* **Your objective**
Reproduce every line of the entries below, requests included, multiplying each coordinate in the answers by 0.4 and rounding the results to whole numbers, with halves rounded up. Omit the pictures from your answer.

Object pointing dataset entries:
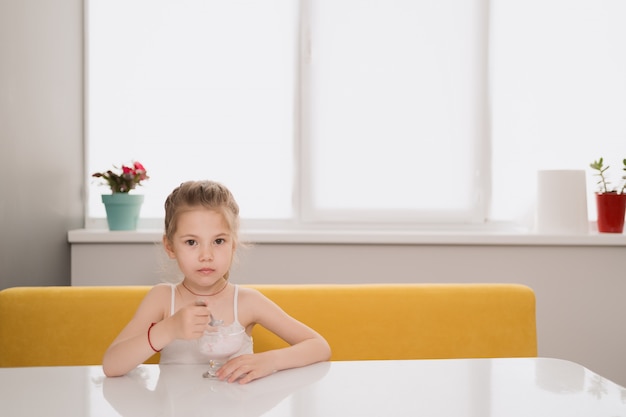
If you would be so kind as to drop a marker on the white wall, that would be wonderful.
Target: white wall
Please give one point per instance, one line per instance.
(41, 168)
(579, 289)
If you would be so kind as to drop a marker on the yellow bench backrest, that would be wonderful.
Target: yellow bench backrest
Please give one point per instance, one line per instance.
(49, 326)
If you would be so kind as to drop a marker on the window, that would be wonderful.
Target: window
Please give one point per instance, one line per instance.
(327, 112)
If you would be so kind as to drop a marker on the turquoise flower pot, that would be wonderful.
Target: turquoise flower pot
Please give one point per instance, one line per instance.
(122, 210)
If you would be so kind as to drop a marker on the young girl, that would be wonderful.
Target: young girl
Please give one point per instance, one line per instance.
(201, 234)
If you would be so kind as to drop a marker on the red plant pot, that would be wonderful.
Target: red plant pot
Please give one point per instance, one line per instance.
(611, 209)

* **Solution**
If you would be so kind as to drop a marker on the white wall, that would be wonderful.
Target: white wall
Please give one point per instance, one line per instance.
(16, 67)
(232, 116)
If you would be so kind as to drop a marker on the yellow bench backrest, that would be wonderful.
Target: yellow bench backrest
Please give one point per instance, one line per instance.
(20, 130)
If you would be so kind as to drop a marker on the window, that would be wonderful.
Target: window
Please give one point per instance, one line per instance.
(131, 45)
If you would be so kind as to drop a marker on the turquoise flower pot, that would be wonderful.
Target: turquoise flower pot
Please give one point per instance, one line per instance.
(49, 84)
If you would be so kind as to drop a marker on the young girl, that would be wonderful.
Target: young girl
Please give one point per instance, one line per instance.
(80, 94)
If you would be so kind as to drop a marker on the red plant pot, that would be wonderful.
Target: red plant pot
Please give one point per instance, one line per instance.
(244, 84)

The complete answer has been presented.